[Stated exercise] Rewrite the records below, replacing "black face mask" with "blue face mask" and leaving everything else unchanged.

[Records taken from a collection]
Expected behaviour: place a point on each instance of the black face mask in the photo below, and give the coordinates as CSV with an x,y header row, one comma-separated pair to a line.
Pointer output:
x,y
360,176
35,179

[Answer for the task]
Expected behaviour: place a point on each instance of the blue face mask in the photo below, and give the coordinates as CSV with an x,y header row, one comma-separated pair to a line.
Pointer output:
x,y
360,176
35,179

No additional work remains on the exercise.